(WHAT YOU WILL DO): Write out all of the records, keeping each one exactly as written.

(MATERIAL FOR THE TASK):
....
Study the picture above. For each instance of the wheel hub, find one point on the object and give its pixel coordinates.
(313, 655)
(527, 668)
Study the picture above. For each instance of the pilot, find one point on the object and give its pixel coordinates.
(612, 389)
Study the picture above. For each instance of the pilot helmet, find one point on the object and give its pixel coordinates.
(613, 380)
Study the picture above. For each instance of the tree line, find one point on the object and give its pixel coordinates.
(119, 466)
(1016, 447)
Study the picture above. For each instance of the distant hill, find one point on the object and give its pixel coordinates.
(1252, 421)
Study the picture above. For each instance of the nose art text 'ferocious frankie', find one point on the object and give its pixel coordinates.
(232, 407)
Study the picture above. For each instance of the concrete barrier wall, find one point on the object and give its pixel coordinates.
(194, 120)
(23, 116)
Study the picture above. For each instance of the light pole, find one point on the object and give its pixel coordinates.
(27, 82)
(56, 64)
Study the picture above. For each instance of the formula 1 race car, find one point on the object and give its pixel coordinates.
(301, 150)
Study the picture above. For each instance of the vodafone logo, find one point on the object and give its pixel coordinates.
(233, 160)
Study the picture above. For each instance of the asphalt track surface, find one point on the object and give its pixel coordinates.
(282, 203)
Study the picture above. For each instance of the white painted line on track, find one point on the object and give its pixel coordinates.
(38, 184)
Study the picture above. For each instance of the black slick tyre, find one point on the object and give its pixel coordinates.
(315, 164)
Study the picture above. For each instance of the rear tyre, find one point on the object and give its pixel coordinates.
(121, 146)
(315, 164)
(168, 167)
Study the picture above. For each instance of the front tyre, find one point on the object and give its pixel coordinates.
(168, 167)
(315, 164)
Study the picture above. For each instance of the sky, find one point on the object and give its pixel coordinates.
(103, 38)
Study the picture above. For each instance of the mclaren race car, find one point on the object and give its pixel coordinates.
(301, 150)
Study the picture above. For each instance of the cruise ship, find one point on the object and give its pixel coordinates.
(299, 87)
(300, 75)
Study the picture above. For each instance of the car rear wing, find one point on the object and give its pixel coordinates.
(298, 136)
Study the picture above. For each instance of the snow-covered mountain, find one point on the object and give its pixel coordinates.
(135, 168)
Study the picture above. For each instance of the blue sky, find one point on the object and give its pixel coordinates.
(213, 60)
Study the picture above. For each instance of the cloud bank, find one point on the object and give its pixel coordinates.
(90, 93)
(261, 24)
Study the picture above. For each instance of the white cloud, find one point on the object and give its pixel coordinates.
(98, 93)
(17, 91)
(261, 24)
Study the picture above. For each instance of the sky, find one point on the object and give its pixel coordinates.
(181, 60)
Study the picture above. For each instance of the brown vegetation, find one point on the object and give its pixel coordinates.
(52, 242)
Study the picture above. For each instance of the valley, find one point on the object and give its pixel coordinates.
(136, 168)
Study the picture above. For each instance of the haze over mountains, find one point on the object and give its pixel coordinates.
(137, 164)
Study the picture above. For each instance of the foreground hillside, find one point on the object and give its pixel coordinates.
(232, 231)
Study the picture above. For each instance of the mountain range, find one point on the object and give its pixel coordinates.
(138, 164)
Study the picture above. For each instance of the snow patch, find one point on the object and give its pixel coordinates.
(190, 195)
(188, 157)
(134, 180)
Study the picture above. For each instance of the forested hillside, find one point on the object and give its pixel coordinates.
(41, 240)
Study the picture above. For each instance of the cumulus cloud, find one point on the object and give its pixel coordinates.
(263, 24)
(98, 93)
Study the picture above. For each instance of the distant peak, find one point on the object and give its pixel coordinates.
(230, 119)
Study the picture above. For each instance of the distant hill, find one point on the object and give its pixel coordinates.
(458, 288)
....
(SOLVED EXERCISE):
Study the picture above. For each instance of the wheel hub, find one point on the object and give its pixel coordinates.
(313, 655)
(527, 668)
Study the picture above. For each instance of the pilot, find one point on the object and give its pixel coordinates.
(612, 389)
Study the picture above. For each instance of the pilot helmet, find one point on the object and give its pixel coordinates.
(613, 380)
Study the picture above. For each instance of the tree line, find one point on the object and give its pixel coordinates.
(119, 466)
(1016, 447)
Study the picture above. For each instance of the distant hill, find one point on the object and give its pixel coordinates.
(1252, 421)
Study the picture above. For each instance of the nose art text 'ferocious frankie', find one point on the object and give its pixel coordinates.
(232, 407)
Study the picture above. For each instance of the concrete barrier wall, find one point on the object and give its pixel coordinates.
(194, 120)
(23, 116)
Study the picture above. For each instance of the light pole, find one point on the object and give its pixel coordinates.
(27, 82)
(56, 64)
Study the picture above. For each instance of the formula 1 race car, find one point on the object and give its pixel coordinates.
(301, 150)
Study the picture above. For each instance of the vodafone logo, find one point on the object and give its pixel coordinates.
(233, 160)
Study the picture above. For each instance of the asphalt track surface, find one point on the object and give its pixel coordinates.
(282, 203)
Study the picture above. For each instance of the white painted line on track, find one point on the object and give its pixel coordinates.
(38, 184)
Study the picture above. For each instance of the black slick tyre, find one point on the object and give its pixel coordinates.
(315, 164)
Study the picture above. For each instance of the rear tyre, find one point on the object and give its pixel coordinates.
(121, 146)
(315, 164)
(168, 167)
Study the picture above. For each instance of the front tyre, find one point on the object and give its pixel coordinates.
(168, 167)
(315, 164)
Study the picture above. For each instance of the sky, find one point on the object and give its pixel coordinates.
(103, 38)
Study the picture above. For each instance of the mclaren race car, find one point on the object and give its pixel coordinates.
(301, 150)
Study the picture above. For each instance of the cruise ship, find one point on the object and give its pixel coordinates.
(299, 87)
(300, 75)
Study the picture above. For each instance of the car rear wing, find one point on the object and give its pixel coordinates.
(298, 136)
Study the picture above. For each instance of the snow-covered mountain, find one point on the object and give its pixel coordinates.
(135, 168)
Study the picture above. For each instance of the blue sky, find one point on the object and give its pixel coordinates.
(213, 60)
Study the picture above. For each instance of the cloud bank, find one point on the object and give its pixel coordinates.
(90, 93)
(261, 24)
Study the picture above. For each instance of the white cloud, find one point on the object and give its pixel coordinates.
(98, 93)
(17, 91)
(261, 24)
Study the picture above. For each instance of the sky, find one point on the object and give its pixel coordinates.
(181, 60)
Study the picture above. For each instance of the brown vegetation, find one point on the object and give its pixel coordinates.
(52, 242)
Study the picture above. For each instance of the valley, find one point on the object and give its pixel coordinates.
(136, 168)
Study the picture above. For each instance of the haze over mountains, find one point on the object and give its pixel coordinates.
(137, 164)
Study the picture above. For each instance of the foreground hillside, find one point on the object and give its pixel coordinates.
(232, 231)
Study the picture above. For each instance of the mountain range, find one point on the object and give its pixel coordinates.
(138, 164)
Study the picture above. For each instance of the snow patch, find one point on the object and give its pixel coordinates.
(190, 195)
(188, 157)
(134, 180)
Study the picture above. For each instance of the forested hillside, find one point on the object and give its pixel coordinates.
(41, 240)
Study the picture above. For each instance of the cumulus cloud, find one point on the object and give its pixel coordinates.
(263, 24)
(98, 93)
Study the picture above. For each instance of the distant peak, find one point on the object and give its pixel coordinates.
(230, 119)
Study the picture above. For each instance of the distant hill, find one point on the object and give its pixel coordinates.
(458, 288)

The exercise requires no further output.